(Tareas y ejercicios):
• a. En el fragmento sobre el Pregón de Pascual González, ¿dónde está escrito el Pregón que él nunca pronunció?
• b. Continúa el fragmento sobre el Pregón de Pascual González a partir de su última oración.

(Fragmento del documento):

+---+

Cuarto de muestras
Carmen Oteo
La herida milagrosa
Sevilla/En unos papeles cubiertos con tapas de cartón está escrito el Pregón de la Semana Santa que Pascual González nunca pronunció. Faltó valentía para nombrarlo. La ciudad, esa ciudad en particular, se retrató como siempre. Aquí puedes renegar de la religiosidad popular, hacerte creyente en quince minutos o no pagar a tus acreedores, pero pronuncias el Pregón con toda su empalagosa batería de almíbar por delante y por detrás. Como seas artista estás expuesto a una suerte de implacable tribunal de la inquisición. Somos borregos que jamamos pestiños y asumimos productos impostados.
Tenemos lo que nos merecemos salvo honrosas excepciones. A Pascual –¡qué le vamos a hacer!– le hacía mucha ilusión dar el Pregón. Tenía una espinita clavada que ahora herirá para siempre el gélido corazón de esa Sevilla cobarde que siempre mira para otro lado mientras se lava las manos en la palangana de su mediocridad.

+---+

(Datos mostrados):
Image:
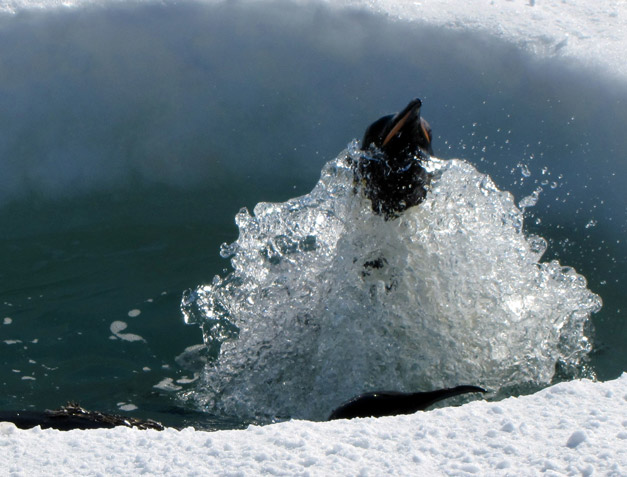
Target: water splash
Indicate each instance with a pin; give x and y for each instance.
(327, 300)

+---+

(Resultados de tareas):
• a. En unos papeles cubiertos con tapas de cartón.

• b.
Guardo un mensaje que me envió con el corazón más que nunca. Hacía tiempo que se había autoimpuesto un orden para seguir abrazando la guitarra y no coger sitio antes de tiempo junto al Cristo de las Mieles. Me respondió de inmediato cuando el pasado Martes Santo le celebré la interpretación de las famosas sevillanas del puente ante la imagen del Señor de la Sagrada Presentación al Pueblo: “Muchas gracias, Carlos. Él es mi razón de ser. Cantarle a sus plantas, a las cuatro de la tarde, sabiéndome con vida, ha sido sobrenatural. Gracias, un abrazo enorme”. Toda su vida como músico fue un intento constante por mantener los corazones agitados, en manifiesta vibración, en una suerte de éxtasis perpetuo. No existían los momentos bajos en sus composiciones. Siempre buscaba atrapar al espectador, al oyente, a la bailaora. ¡Arriba, el ánimo siempre arriba!
Los Cantores de Híspalis son quizás los únicos que se han atrevido a interpretar de todo sin períodos valle. Pascual daba el máximo y demandaba una alerta continua a los suyos y a su público. Por eso incluía pasajes recitados entre palo y palo de una sevillana, no fuera que se escapara de pronto el duende, la gente se despistara y dejara de bailar o de tocar las palmas.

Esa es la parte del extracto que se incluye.